-- PROBLEMS TO SOLVE --
1 – Answer these questions using the mailing-list thread on the IP clone issue.
(a) Which kernel parameter allows ocf:heartbeat:IPaddr2 to run without a static IP address on the interface?
(b) With which clone-node-max value are both VIP instances started on the same node?
(c) What does the reply suggest raising to spread globally-unique clones across the nodes?
2 – Write the next part of the mailing-list thread on the IP clone issue, beginning after its final sentence.

-- DOCUMENT EXTRACT --

[ClusterLabs] IP clone issue

Fri Sep 15 13:53:21 EDT 2017

On Tue, 2017-09-05 at 21:28 +0300, Vladislav Bogdanov wrote:
> 05.09.2017 17:15, Octavian Ciobanu wrote:
> > Based on ocf:heartbeat:IPaddr2 man page it can be used without an
> static
> > IP address if the kernel has
> net.ipv4.conf.all.promote_secondaries=1.
> >
> > "There must be at least one static IP address, which is not managed
> by
> > the cluster, assigned to the network interface. If you can not
> assign
> > any static IP address on the interface, modify this kernel
> parameter:
> > sysctl -w net.ipv4.conf.all.promote_secondaries=1 (or per device)"
> >
> > This kernel parameter is set by default in CentOS 7.3.
> >
> > With clone-node-max="1" it works as it should be but with
> > clone-node-max="2" both instances of VIP are started on the same
> node
> > even if the other node is online.
> 
> That actually is not a new issue.
> 
> Try raising resource priority 
> (http://clusterlabs.org/doc/en-US/Pacemaker/1.1/html/Pacemaker_Explai
> ned/s-resource-options.html#_resource_meta_attributes). 
> That _may_ help.
> Iirc, currently it is the only method to spread globally-unique
> clones 
> across all the nodes at least at the start-up (with higher priority
> they 
> are allocated first, so they land to nodes which have less
> resources).

-- EXCERPTED RECORDS --
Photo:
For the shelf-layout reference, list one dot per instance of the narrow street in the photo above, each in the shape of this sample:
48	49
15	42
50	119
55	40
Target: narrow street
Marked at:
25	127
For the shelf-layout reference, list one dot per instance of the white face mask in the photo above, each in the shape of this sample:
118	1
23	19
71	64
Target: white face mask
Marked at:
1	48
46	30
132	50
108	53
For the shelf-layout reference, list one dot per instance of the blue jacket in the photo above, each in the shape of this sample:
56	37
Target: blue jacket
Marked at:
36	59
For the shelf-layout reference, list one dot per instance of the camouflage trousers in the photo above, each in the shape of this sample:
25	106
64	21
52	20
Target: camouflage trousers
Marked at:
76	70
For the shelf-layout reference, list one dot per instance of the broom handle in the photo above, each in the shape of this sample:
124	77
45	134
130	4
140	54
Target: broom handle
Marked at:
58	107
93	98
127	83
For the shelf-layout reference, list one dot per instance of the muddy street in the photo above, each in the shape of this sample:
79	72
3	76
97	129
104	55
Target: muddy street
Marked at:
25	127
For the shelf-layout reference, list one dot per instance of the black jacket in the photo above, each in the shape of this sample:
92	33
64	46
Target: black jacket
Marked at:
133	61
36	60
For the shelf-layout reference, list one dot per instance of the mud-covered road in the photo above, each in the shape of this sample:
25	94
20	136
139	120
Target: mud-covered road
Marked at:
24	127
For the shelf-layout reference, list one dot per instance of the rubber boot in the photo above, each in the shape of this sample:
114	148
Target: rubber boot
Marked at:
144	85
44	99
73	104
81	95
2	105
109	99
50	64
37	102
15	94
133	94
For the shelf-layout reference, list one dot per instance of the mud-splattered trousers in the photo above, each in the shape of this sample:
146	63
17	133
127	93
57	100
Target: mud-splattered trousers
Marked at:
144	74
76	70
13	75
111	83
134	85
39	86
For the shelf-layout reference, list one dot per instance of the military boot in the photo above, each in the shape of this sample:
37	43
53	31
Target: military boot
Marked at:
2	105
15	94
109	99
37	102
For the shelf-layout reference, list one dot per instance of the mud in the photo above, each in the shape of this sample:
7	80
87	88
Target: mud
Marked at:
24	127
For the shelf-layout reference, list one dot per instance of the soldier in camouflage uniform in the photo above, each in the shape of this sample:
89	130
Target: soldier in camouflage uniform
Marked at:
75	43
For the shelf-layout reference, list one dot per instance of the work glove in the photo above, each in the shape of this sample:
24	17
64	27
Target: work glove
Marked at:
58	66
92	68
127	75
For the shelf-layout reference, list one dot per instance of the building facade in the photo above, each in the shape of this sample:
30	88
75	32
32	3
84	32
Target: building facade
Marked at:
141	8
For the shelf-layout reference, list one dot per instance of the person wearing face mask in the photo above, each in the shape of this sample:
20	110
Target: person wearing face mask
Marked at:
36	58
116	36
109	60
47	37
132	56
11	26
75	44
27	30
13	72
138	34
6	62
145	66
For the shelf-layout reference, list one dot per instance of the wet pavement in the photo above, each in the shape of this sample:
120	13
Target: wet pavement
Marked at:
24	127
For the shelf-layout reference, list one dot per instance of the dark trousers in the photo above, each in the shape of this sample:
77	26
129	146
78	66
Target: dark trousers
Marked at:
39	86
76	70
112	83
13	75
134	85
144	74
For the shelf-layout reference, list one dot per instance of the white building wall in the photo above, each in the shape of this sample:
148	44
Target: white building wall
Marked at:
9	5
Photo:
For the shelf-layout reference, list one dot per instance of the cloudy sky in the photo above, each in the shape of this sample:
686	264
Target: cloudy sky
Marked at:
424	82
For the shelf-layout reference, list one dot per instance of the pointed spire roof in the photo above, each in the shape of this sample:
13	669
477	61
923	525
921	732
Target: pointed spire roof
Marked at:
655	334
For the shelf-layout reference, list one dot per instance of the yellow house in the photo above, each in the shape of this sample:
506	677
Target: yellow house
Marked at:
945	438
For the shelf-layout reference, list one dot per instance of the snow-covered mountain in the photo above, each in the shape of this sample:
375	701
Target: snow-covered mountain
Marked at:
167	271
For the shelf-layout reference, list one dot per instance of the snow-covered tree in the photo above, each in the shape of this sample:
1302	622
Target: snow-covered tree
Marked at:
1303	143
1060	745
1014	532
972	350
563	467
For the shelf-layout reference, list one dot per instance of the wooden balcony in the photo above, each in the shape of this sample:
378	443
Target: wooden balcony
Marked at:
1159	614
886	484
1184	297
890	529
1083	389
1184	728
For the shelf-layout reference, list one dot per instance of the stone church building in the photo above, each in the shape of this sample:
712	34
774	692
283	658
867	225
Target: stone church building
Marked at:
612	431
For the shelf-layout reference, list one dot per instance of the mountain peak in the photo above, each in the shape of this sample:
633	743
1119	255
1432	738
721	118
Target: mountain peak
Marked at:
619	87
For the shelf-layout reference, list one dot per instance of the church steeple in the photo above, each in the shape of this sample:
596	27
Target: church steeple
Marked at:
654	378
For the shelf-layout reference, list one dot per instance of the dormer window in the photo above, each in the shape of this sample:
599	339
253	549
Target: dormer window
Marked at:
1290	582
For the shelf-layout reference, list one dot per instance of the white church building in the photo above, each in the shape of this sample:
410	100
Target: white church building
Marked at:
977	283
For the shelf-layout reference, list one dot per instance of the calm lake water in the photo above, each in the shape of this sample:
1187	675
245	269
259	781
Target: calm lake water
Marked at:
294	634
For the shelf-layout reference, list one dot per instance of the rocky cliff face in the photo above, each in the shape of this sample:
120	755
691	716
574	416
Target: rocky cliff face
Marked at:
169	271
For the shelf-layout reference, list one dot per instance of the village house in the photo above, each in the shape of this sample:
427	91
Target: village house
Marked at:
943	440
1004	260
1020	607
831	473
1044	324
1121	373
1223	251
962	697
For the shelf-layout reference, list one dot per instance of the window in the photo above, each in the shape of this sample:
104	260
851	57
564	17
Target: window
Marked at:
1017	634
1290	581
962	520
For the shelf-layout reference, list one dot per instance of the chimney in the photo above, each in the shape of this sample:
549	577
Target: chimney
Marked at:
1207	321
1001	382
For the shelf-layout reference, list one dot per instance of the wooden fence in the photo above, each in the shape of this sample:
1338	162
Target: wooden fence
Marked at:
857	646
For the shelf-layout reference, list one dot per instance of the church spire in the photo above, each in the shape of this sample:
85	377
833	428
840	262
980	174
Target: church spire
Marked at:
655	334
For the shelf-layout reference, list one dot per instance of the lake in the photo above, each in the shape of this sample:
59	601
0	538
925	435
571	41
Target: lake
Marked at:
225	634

-- OUTPUTS FOR THE TASKS --
1 –
(a) net.ipv4.conf.all.promote_secondaries=1
(b) clone-node-max="2"
(c) Resource priority

2 –
> 
> But, after the cluster state change (rebooted/fenced node gets
> online) 
> pacemaker tries to preserve resource placement if several nodes have
> the 
> equal 'score' for the given resource. That applies to globally-
> unique 
> clones as well. Changing placement-strategy to utilization or
> balanced 
> does not help as well.
> 
> The only (IMHO) bullet-proof way to make them spread across the
> cluster 
> after node reboot is to make 'synthetic' full-mesh anti-colocation 
> between globally-unique clone instances. Unfortunately, that can be
> made 
> probably only in the pacemaker source code. A possible hack would be
> to 
> anti-colocate clone with itself, but I didn't try that (although the
> is 
> on my todo list) and honestly do not expect that to work. I will
> need 
> the same functionality for the upcoming project (many-nodes 
> active-active cluster with clusterip), so hopefully find a way to 
> achieve that goal in several months.
> 
> (I'm cc'ing Ken directly to draw his attention to this topic).

Yes, unfortunately there is no reliable way at the moment. The priority
suggestion is a good one, though as you mentioned, if failover causes
the instances to land on the same node, they'll stay there even if the
other node comes back up.

There is already a bug report for allowing placement strategy to handle
this:

  https://bugs.clusterlabs.org/show_bug.cgi?id=5220

Unfortunately developer time is extremely limited, so there is no time
frame for dealing with it.

> > Pacemaker 1.1 Cluster from Scratch say that
> > "|clone-node-max=2| says that one node can run up to 2 instances of
> the
> > clone. This should also equal the number of nodes that can host the
> IP,
> > so that if any node goes down, another node can take over the
> failed
> > node’s "request bucket". Otherwise, requests intended for the
> failed
> > node would be discarded."
> >
> > To have this functionality do I must have a static IP set on the
> > interfaces ?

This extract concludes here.